• [SOURCE EXTRACT]:
— BEGIN —
Did you know that some Canadian banks will reduce your interest rate on a mortgage by as much as one per cent if you invest in certified Energy Star appliances, windows, or heating and cooling equipment in your house? That can add up to $2,000 in your pocket. Meanwhile, the Canadian Mortgage and Housing Corporation gives qualified homeowners a 10-per-cent green refund on mortgage loan insurance premiums if you buy or build an energy-efficient home, or make energy-saving renovations to existing homes. For more information:

Which, as far as it goes, is a good idea. But it des not go nearly far enough. Why not “location efficient mortages”? Transportation is a very large chunk of most household budgets. If someone can find a home close to work for at least one household member, than the savings of not owning a car are considerable, leaving the occupants more disposable income – just like the energy savings in an energy efficient mortgage. In fact I would hazard a guess that most families spend more on transportation than they do on electricity and heating fuel.

There is also a major social benefit too. It is more likely that people who live close to work will be healthier – if they walk or cycle to work. And they make less demand on the transportation system as well.
— END —
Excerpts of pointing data
— BEGIN —
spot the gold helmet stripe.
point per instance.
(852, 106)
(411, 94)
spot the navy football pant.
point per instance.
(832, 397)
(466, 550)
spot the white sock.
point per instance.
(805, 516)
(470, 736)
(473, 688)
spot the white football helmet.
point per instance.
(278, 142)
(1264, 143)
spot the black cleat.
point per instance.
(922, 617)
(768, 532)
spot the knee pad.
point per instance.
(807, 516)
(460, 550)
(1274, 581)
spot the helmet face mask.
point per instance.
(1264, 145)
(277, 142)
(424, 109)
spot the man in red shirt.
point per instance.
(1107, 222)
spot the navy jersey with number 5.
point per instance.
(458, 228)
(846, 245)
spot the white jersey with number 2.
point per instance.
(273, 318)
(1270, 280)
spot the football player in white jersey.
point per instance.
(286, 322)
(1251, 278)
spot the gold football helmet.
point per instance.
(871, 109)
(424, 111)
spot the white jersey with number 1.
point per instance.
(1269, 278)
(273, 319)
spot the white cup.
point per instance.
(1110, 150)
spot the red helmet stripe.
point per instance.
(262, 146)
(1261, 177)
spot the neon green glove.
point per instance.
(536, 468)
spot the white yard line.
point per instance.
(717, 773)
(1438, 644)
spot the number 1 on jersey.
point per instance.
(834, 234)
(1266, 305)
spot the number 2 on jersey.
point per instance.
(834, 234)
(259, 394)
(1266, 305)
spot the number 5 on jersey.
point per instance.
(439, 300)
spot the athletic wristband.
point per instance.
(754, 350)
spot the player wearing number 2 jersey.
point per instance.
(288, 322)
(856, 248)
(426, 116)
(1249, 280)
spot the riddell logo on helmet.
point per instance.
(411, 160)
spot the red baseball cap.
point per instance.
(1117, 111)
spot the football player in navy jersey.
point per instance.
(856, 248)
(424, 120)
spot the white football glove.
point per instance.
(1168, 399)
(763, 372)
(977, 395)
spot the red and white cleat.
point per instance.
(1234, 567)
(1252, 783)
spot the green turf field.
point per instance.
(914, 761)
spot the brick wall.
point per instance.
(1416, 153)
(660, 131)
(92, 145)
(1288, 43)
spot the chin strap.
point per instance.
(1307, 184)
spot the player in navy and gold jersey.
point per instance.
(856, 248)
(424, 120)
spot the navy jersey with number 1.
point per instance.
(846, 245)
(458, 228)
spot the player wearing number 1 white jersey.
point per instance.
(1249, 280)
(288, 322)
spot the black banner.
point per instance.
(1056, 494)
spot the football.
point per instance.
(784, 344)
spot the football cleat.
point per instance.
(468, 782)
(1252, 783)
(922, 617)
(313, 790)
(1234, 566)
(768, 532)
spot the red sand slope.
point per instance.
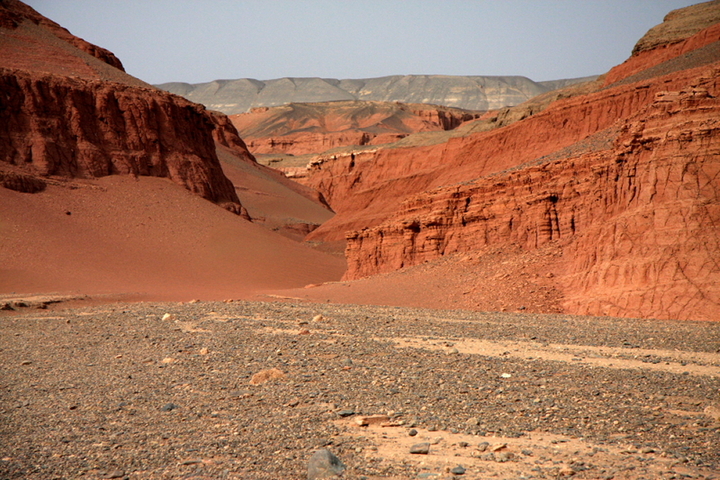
— END —
• [BRIEF]:
Continue the piece on energy-efficient and location-efficient mortgages after its final sentence.

• [ANSWER TO THIS TASK]:
LEMs have been around for years in the US, and most lenders will notice if you have less outgoings such as no car payments. What is missing is the CMHC who control such things as mortage ratios (housing loan to income). Since they regulate the amount that people can spend on housing, but not on transport, current policies actually promote urban sprawl. And CMHC has been well aware of this for years. It is very much like the situation with ICBC and distance based insurance. Both very good ideas, both well suited to promote TDM and reduce GHG emissions, but in both cases an unresponsive bureaucracy blocks progress and gives very unsatisfactory explanations for their inaction.

And while we are on this tack, we hear a lot about LEED buildings but not nearly enough about LEED ND. It is fine to build energy efficient homes and offices, but if their location requires long commutes any benefit is very quickly eliminated.